§ **WORK ORDER**:
Provide only the number of lines in the data below that contain the string "notch".

EXTRACTED MATERIAL: Begin

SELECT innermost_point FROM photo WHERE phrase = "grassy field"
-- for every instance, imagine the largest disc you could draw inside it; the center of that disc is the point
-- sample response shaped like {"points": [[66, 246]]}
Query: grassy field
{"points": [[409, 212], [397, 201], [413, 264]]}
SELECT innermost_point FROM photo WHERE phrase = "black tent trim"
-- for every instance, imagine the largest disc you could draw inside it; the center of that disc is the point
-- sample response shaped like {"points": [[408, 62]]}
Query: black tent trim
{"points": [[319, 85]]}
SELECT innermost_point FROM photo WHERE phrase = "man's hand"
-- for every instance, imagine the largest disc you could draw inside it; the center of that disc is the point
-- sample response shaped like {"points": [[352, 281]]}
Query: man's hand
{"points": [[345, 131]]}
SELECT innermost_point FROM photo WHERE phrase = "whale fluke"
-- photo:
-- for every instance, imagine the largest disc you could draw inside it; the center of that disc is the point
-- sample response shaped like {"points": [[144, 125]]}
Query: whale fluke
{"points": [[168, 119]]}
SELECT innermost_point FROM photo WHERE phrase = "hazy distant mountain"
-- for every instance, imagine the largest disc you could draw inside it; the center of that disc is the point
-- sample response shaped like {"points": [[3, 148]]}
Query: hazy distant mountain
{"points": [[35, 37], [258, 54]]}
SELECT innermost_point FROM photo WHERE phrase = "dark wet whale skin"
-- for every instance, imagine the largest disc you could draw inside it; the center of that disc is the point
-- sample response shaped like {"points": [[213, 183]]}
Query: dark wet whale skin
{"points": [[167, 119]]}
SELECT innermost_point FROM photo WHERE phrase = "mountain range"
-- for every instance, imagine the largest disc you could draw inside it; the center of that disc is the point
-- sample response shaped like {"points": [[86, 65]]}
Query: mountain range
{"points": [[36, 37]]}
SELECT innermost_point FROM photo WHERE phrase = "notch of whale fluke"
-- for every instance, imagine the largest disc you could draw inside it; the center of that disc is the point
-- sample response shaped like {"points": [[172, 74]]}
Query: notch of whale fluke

EXTRACTED MATERIAL: End

§ **RESPONSE**:
2